Start of Task material

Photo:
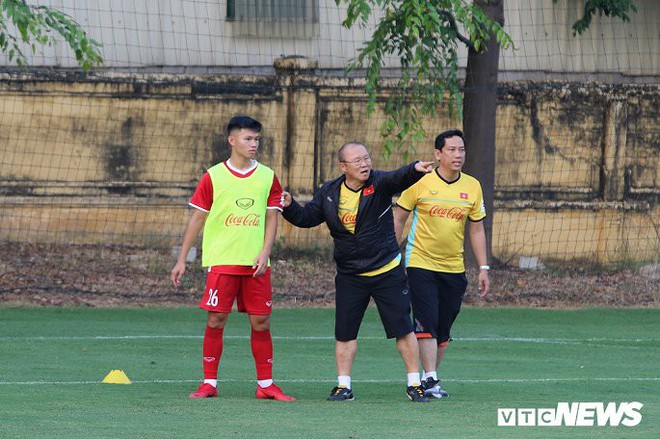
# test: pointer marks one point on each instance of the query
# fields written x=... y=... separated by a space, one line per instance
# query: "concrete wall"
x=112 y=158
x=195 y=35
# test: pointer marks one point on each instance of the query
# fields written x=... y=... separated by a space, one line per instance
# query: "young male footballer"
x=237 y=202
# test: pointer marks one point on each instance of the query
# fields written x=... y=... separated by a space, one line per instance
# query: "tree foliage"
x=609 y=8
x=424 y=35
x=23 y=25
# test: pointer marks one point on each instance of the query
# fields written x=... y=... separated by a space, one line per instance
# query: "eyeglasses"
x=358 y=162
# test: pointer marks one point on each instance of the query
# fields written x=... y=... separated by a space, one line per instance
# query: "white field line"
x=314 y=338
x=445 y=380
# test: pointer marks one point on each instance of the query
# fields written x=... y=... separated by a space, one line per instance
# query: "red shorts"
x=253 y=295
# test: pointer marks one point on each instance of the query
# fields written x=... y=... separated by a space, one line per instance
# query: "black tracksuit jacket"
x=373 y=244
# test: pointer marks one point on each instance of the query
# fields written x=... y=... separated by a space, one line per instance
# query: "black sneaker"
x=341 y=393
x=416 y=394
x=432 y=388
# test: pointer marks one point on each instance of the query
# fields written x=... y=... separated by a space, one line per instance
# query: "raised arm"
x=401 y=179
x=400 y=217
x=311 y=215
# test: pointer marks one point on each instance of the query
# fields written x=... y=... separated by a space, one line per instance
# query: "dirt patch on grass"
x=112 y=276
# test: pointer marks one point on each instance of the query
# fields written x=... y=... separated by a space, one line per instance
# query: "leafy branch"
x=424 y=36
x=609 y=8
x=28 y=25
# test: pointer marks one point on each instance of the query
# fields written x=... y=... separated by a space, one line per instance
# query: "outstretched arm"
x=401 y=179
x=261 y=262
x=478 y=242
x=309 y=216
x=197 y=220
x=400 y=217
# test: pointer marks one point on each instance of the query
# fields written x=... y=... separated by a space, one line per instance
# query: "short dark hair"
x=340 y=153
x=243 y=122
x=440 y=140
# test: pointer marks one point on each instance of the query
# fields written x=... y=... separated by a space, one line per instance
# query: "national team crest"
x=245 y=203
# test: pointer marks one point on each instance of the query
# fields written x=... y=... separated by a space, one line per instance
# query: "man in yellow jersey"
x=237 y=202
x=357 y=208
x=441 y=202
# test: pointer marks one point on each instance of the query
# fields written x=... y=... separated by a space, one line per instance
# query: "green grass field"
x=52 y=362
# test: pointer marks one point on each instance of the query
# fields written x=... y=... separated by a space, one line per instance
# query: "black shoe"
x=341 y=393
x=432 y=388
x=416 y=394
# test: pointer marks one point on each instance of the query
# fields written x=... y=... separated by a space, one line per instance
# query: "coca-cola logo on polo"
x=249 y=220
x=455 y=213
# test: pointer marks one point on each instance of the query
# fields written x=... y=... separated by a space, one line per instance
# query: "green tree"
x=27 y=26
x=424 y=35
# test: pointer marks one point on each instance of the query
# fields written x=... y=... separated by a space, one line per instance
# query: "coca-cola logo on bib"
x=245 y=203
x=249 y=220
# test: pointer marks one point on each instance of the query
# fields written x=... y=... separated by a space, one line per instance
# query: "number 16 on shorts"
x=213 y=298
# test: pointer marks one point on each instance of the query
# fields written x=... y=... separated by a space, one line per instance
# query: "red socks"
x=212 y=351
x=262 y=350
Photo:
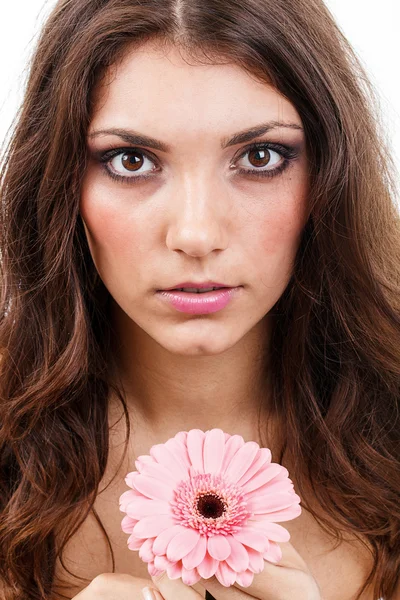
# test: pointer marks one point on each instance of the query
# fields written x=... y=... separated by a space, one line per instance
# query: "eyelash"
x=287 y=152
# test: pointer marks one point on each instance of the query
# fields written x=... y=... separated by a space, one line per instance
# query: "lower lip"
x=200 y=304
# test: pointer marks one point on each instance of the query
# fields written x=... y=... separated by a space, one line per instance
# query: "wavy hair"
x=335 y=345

End of Task material

Would you please print out all the records above exactly, minus any pictures?

• **Written reply**
Photo:
# test: pointer marks one point on each instance of the query
# fields written x=... y=... separated by a space, one line per instance
# query: "concrete wall"
x=112 y=158
x=195 y=35
# test: pointer marks one point on each instance of the query
# fields written x=... y=... separated by a space, one line per instance
# query: "young male footballer"
x=237 y=202
# test: pointer marks one point on each instance of the query
# fields written x=... y=... separated by a space, one line per instance
# query: "tree foliage"
x=609 y=8
x=424 y=35
x=23 y=25
# test: pointer marks one point on each instance of the query
# fields written x=... y=... separated by a space, one line per instance
# query: "eyeglasses"
x=358 y=162
# test: pointer marks one point on each instance of the query
# fields written x=... y=... separated by a space, one line per instance
# query: "white field line"
x=314 y=338
x=445 y=380
# test: pointer marks one point on each instance of the query
# fields written x=... y=... separated by a space, one line per instance
# query: "red shorts"
x=253 y=295
# test: pointer marks one point on each instance of the query
# fields written x=... y=... separated by a space, one line per instance
# query: "black tracksuit jacket"
x=373 y=244
# test: pointer marks one point on each instance of the query
# fields written x=... y=... separated by a space, one line per instance
# query: "black sneaker"
x=341 y=393
x=416 y=394
x=432 y=388
# test: pointer marks one point on each instance of the query
# fields written x=... y=... separated by a space, one line per instance
# query: "raised arm"
x=401 y=179
x=400 y=217
x=311 y=215
# test: pointer marks one point on each instance of the query
# fields written x=... y=... separated by a space, one line per instance
# query: "dirt patch on grass"
x=112 y=276
# test: pointer marks one point on each instance of the query
# fields written x=... y=... separated by a space, one line per instance
# query: "leafy branch"
x=424 y=36
x=609 y=8
x=28 y=25
# test: pointer marks one point on each instance of the query
# fields written x=... y=... separated by a space, one line per instance
# query: "outstretched arm"
x=401 y=179
x=261 y=262
x=478 y=242
x=309 y=216
x=197 y=220
x=400 y=217
# test: pointer marks one point on each instance of the query
# fields written x=... y=... separated by a space, one line per instance
# query: "short dark hair"
x=340 y=153
x=243 y=122
x=440 y=140
# test: pointer marks one point on each instance of the query
# fields written x=... y=... separated by a space, one line per instance
# query: "national team crest"
x=245 y=203
# test: pointer marks one point on each instance of the query
# fields written x=... y=... separated by a space, one line per instance
# query: "man in yellow jersey"
x=237 y=202
x=357 y=208
x=441 y=202
# test: pointer marks one point on each instance of the query
# fields written x=... y=... separated by a space, one line per instance
# query: "green grass field"
x=52 y=362
# test: pointer marks one point on each instance of the query
# fields written x=... y=... separated by a space, one line per instance
# query: "black shoe"
x=341 y=393
x=432 y=388
x=416 y=394
# test: pointer marks one point on each instance of the query
# fields written x=... y=... separated by a space, one line per instance
# query: "coca-cola logo on polo"
x=249 y=220
x=455 y=213
# test: pointer marks one point on each instance of the query
# fields written x=... y=... separated by a space, one line per instance
# query: "green tree"
x=27 y=26
x=424 y=35
# test: pointer marks one point on each instance of the query
# fields written x=... y=... separated by a space, one line per instance
# query: "coca-cola logo on bib"
x=245 y=203
x=249 y=220
# test: pointer marks one point on each instance of the query
# fields written x=... y=... separated by a space, one line per instance
# query: "number 16 on shorts"
x=213 y=298
# test: pointer marks one point on each instance of the query
# fields written x=... y=... separated by a space, one line per instance
# query: "red socks"
x=212 y=351
x=262 y=350
Photo:
# test: pointer marks one point on each instance of the query
# fields written x=... y=... separated by a space, one line per instance
# query: "eyelash"
x=287 y=152
# test: pointer marks one point on each instance of the query
# fields written x=... y=... separated by a space, one line per instance
# query: "lower lip"
x=200 y=304
# test: pointer marks one point on each instance of the query
# fields written x=... y=... separated by a space, one line per instance
# query: "wavy hair"
x=335 y=345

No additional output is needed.